=== Exercise material ===

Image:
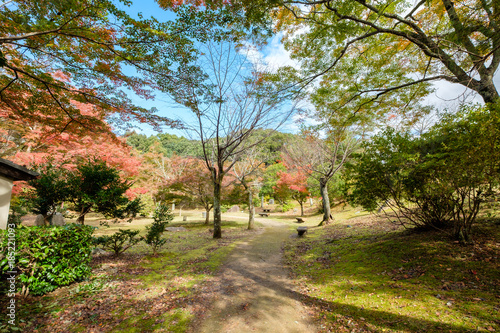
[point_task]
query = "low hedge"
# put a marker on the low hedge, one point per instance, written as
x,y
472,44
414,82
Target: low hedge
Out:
x,y
48,257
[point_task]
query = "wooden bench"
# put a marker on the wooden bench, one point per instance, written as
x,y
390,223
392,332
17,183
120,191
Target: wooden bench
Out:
x,y
301,231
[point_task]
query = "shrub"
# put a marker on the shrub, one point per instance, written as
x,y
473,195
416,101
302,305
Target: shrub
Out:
x,y
119,242
286,207
155,231
49,257
162,213
224,208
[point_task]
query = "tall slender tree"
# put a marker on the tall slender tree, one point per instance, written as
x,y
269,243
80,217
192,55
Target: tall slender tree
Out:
x,y
231,104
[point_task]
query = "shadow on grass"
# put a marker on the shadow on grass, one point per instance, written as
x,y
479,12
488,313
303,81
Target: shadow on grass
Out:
x,y
379,319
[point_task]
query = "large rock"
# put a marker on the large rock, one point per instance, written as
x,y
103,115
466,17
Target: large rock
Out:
x,y
57,219
39,221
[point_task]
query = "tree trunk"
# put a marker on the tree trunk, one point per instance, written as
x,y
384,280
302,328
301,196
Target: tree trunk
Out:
x,y
489,93
327,214
251,210
217,212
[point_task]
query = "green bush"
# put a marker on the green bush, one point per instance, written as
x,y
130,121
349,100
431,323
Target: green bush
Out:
x,y
438,179
155,231
49,257
162,213
119,242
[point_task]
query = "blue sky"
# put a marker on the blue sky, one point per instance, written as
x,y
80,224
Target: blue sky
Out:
x,y
447,95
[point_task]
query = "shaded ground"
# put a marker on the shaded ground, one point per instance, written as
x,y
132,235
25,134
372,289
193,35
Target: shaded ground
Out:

===

Exercise aim
Could the data be reproduced exactly, with the pictures omitted?

Reply
Image:
[point_task]
query = "low hedge"
# put a marker on the low hedge, one point per instance, written as
x,y
472,44
414,82
Target: low hedge
Out:
x,y
48,257
[point_task]
query = "wooden bench"
# put a marker on the wooden bench, one point per instance, written as
x,y
390,223
392,332
17,183
120,191
Target: wooden bench
Out:
x,y
301,231
[point_task]
query = "shrub"
# put a marker on the shrub, one point per instance, written as
x,y
473,195
416,101
302,305
Target: shrub
Out:
x,y
119,242
286,207
155,231
49,257
162,213
224,208
[point_task]
query = "tall slender tree"
# put a marker on the tall slender tree, one point per instance, written as
x,y
269,243
80,217
192,55
Target: tall slender tree
Out:
x,y
231,104
[point_task]
query = "shadow on grass"
# put a marker on the shadow on grass, one point per instance, written as
x,y
479,12
488,313
303,81
Target: shadow on grass
Out:
x,y
379,319
[point_task]
query = "large rock"
# put a marker on the large rock, one point per instance, written as
x,y
103,115
466,17
Target: large rock
Out:
x,y
57,219
39,221
[point_task]
query = "tree trunk"
# put a marker on the tree trunk, one point per instance, written as
x,y
384,280
302,328
301,196
Target: tree trunk
Out:
x,y
489,93
327,214
251,210
217,212
[point_task]
query = "green bush"
# put a marker on the green bush, one point per instance, written as
x,y
130,121
349,100
431,323
Target: green bush
Out:
x,y
438,179
155,231
49,257
162,213
119,242
[point_task]
query = "blue sky"
# put a marker on the blue sky, one point per instance, written as
x,y
80,224
Target: blue sky
Out:
x,y
447,95
[point_task]
query = "shaded ground"
# put a marker on the shaded ground, one point per instance, written as
x,y
132,235
25,134
372,289
193,35
Target: shaded ground
Out:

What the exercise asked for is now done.